* _Work item_
Retype the records in full, exactly as they stand.

(Referring expression data)
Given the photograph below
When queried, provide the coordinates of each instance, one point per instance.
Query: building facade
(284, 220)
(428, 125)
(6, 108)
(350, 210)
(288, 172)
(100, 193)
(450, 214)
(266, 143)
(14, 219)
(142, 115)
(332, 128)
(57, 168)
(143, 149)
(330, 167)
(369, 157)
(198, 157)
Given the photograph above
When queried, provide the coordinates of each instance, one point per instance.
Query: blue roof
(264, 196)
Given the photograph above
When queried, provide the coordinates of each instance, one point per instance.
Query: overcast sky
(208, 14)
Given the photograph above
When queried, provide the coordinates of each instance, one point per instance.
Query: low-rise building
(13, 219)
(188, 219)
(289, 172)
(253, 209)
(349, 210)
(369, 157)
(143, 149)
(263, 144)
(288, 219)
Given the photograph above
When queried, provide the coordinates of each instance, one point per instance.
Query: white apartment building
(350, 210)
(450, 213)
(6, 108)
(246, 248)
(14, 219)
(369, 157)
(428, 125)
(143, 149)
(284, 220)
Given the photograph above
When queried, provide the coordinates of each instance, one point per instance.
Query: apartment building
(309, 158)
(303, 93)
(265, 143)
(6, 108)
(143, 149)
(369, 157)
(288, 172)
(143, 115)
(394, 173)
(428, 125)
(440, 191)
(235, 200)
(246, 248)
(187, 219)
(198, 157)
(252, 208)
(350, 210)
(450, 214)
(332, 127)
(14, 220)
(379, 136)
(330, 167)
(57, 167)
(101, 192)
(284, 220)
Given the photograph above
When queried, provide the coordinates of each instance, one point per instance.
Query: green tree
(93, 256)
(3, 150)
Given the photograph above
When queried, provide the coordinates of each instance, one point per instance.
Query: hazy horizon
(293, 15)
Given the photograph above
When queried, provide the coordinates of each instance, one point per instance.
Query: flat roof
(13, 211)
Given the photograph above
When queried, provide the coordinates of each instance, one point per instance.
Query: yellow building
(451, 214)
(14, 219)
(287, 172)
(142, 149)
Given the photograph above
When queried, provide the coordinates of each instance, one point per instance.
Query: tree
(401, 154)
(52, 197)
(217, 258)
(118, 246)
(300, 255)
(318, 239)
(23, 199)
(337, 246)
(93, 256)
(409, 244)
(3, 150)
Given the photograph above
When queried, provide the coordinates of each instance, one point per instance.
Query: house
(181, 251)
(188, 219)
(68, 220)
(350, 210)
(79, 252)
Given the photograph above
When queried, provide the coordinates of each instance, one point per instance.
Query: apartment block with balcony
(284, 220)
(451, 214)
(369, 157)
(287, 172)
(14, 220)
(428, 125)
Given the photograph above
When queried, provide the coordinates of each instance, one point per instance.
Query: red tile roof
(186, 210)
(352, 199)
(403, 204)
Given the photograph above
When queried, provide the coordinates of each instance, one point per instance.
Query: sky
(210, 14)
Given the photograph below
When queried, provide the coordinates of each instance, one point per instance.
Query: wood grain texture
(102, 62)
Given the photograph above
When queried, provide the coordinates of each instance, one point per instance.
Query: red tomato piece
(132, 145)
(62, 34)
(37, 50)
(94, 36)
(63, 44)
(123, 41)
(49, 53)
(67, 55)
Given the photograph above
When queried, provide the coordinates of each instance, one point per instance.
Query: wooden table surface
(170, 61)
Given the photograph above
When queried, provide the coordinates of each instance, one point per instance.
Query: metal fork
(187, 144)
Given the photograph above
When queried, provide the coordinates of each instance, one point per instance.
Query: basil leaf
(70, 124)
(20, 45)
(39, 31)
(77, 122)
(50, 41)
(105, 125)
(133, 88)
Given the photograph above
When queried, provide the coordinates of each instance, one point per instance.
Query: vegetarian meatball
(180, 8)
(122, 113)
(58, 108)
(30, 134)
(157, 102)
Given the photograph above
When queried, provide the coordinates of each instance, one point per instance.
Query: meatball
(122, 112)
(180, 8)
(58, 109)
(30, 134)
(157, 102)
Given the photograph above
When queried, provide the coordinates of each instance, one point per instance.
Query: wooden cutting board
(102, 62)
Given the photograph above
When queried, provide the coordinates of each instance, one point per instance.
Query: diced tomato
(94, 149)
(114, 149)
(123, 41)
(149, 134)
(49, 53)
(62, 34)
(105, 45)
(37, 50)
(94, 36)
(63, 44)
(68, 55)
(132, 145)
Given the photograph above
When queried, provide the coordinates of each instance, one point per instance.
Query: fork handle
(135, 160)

* _Output for this exercise_
Given the photograph below
When queried, provide the coordinates of each instance, one point per instance.
Query: building facade
(284, 220)
(428, 125)
(6, 108)
(350, 210)
(288, 172)
(100, 193)
(450, 214)
(266, 143)
(14, 219)
(142, 115)
(332, 128)
(57, 168)
(143, 149)
(330, 167)
(369, 157)
(198, 157)
Given the photograph above
When queried, provide the coordinates of each instance, one point per instance.
Query: blue roof
(264, 196)
Given the photograph above
When queried, provide the coordinates of each instance, one point per instance.
Query: overcast sky
(208, 14)
Given the photograph above
When queried, provide the coordinates of each instance, one point per instance.
Query: low-rise building
(13, 219)
(188, 219)
(289, 172)
(253, 209)
(349, 210)
(369, 157)
(143, 149)
(263, 144)
(288, 219)
Given the photograph above
When queried, provide the coordinates of each instance, one point per instance.
Query: white apartment building
(350, 210)
(450, 213)
(6, 108)
(246, 248)
(14, 219)
(369, 157)
(428, 125)
(143, 149)
(284, 220)
Given the photograph above
When queried, provide the coordinates of each instance, one point per instance.
Query: apartment building
(309, 158)
(303, 93)
(265, 143)
(6, 108)
(143, 149)
(369, 157)
(288, 172)
(143, 115)
(394, 173)
(428, 125)
(440, 191)
(235, 200)
(246, 248)
(187, 219)
(198, 157)
(252, 208)
(350, 210)
(450, 214)
(332, 127)
(14, 220)
(379, 136)
(330, 167)
(57, 167)
(101, 192)
(284, 220)
Given the photograph above
When queried, provide the coordinates of each instance, one point per instance.
Query: green tree
(93, 256)
(3, 150)
Given the photograph above
When queried, provide the coordinates of each instance, one point per instance.
Query: hazy horizon
(293, 15)
Given the photograph above
When queried, provide the coordinates of each instance, one point per instance.
Query: flat roof
(13, 211)
Given the photograph above
When queried, provide the coordinates of each instance, one point per instance.
Query: yellow building
(451, 214)
(14, 219)
(287, 172)
(142, 149)
Given the photograph above
When queried, provide the coordinates of each instance, one point per instance.
Query: tree
(401, 154)
(52, 197)
(217, 258)
(118, 246)
(300, 255)
(318, 239)
(23, 199)
(337, 246)
(93, 256)
(409, 244)
(3, 150)
Given the photograph above
When queried, provide the coordinates of each instance, one point per instance.
Query: house
(181, 251)
(188, 219)
(68, 220)
(350, 210)
(79, 252)
Given the photograph above
When queried, provide the coordinates of each instance, one point per instance.
Query: apartment block with balcony
(284, 220)
(451, 214)
(369, 157)
(287, 172)
(14, 220)
(428, 125)
Given the photograph above
When queried, provide the coordinates of each instance, one point per instance.
Query: red tile roof
(186, 210)
(352, 199)
(403, 204)
Given the photograph above
When queried, provide the coordinates of each instance, one point per instance.
Query: sky
(210, 14)
Given the photograph below
When queried, provide the coordinates of each instance, one point per instance.
Query: wood grain texture
(102, 62)
Given the photograph above
When queried, provide the coordinates of each instance, one point per instance.
Query: red tomato piece
(132, 145)
(62, 34)
(37, 50)
(94, 36)
(63, 44)
(123, 41)
(49, 53)
(67, 55)
Given the photograph above
When queried, provide the coordinates of each instance, one point per instance.
Query: wooden table surface
(170, 61)
Given the photograph above
When queried, provide the coordinates of each instance, one point per instance.
Query: metal fork
(187, 144)
Given the photograph above
When queried, provide the coordinates of each instance, one point per instance.
Query: basil leaf
(70, 124)
(20, 45)
(39, 31)
(77, 122)
(50, 41)
(105, 125)
(133, 88)
Given the photograph above
When queried, provide the coordinates of each instance, one point per instance.
Query: vegetarian meatball
(180, 8)
(122, 113)
(58, 108)
(30, 134)
(157, 102)
Given the photograph above
When queried, provide the coordinates of each instance, one point per instance.
Query: meatball
(122, 112)
(180, 8)
(58, 109)
(30, 134)
(157, 102)
Given the photograph above
When queried, provide the coordinates of each instance, one point per instance.
Query: wooden cutting board
(102, 62)
Given the photograph above
When queried, provide the coordinates of each instance, one point per instance.
Query: diced tomato
(94, 149)
(114, 149)
(123, 41)
(149, 134)
(49, 53)
(62, 34)
(105, 45)
(37, 50)
(94, 36)
(63, 44)
(68, 55)
(132, 145)
Given the photograph above
When queried, provide the coordinates of each instance, one point per instance.
Query: fork handle
(135, 160)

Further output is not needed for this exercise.